### SOURCE MATERIAL
--- start ---
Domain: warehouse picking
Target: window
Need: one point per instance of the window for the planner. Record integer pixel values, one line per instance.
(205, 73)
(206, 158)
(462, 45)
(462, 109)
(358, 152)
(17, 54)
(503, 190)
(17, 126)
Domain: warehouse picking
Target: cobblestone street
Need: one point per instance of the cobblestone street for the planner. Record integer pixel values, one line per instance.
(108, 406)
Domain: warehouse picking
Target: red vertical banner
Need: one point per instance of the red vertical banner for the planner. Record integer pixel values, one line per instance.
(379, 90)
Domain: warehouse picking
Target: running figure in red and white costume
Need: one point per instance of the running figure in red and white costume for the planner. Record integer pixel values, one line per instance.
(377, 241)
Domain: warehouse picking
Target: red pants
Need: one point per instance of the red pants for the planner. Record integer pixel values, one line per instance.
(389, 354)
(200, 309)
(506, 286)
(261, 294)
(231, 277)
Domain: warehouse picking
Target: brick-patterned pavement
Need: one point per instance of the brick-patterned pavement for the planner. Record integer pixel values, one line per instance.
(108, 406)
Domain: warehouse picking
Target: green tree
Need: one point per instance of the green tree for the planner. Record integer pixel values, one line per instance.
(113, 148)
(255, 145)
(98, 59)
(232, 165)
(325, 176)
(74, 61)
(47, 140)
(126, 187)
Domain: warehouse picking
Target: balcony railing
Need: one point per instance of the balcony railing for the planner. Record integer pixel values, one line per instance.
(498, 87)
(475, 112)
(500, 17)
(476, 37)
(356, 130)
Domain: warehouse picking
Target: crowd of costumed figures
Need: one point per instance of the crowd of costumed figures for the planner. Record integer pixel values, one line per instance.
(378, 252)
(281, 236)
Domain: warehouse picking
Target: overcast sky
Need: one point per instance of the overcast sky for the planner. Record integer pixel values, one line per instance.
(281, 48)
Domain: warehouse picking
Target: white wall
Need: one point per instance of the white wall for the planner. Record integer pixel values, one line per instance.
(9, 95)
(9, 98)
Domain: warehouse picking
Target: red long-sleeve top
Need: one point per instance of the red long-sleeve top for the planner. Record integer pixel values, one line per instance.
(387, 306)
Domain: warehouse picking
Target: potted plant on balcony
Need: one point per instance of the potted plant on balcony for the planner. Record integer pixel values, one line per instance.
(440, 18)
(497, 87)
--- end ---
--- start ---
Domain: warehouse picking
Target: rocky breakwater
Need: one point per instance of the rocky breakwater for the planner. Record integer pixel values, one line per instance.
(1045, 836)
--- end ---
--- start ---
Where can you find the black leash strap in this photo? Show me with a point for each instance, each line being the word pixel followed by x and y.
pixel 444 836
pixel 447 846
--- end ---
### WHAT YOU SHOULD DO
Please report every line of the entries above that contains the word "potted", matching case exactly.

### RESULT BELOW
Target: potted plant on balcony
Need: one point per instance of the potted plant on balcony for the planner. Record integer pixel values, one line per instance.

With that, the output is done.